── Data in this exercise

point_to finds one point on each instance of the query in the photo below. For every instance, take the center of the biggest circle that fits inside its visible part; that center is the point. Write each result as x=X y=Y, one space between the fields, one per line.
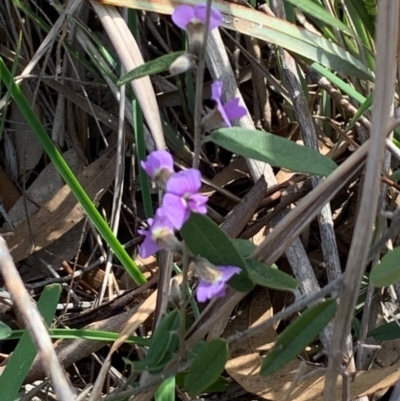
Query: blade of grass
x=21 y=359
x=68 y=176
x=82 y=334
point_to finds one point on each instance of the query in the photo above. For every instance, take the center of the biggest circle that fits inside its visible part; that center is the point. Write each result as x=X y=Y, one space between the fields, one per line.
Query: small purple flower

────

## Stated goal:
Render each line of the entries above as a JSON list of strings, one string per line, with blank lines skipped and the pictures left out.

## Final result:
[
  "point_to finds one point on each instance of the query in the photo below. For every instance, take the center of the biggest circle that fits inside its visible part; that center is the point. Write each result as x=X y=Y, one space between the fields, one per line.",
  "Query: blade of grass",
  "x=21 y=359",
  "x=68 y=176",
  "x=82 y=334",
  "point_to finds one point on each instance of the query in the photo above. For every instance, take the center of the biggest circle that fits inside its visible part; that center is the point. Write each result as x=X y=Y, one space between the fields, one per line.",
  "Query: small purple flower"
]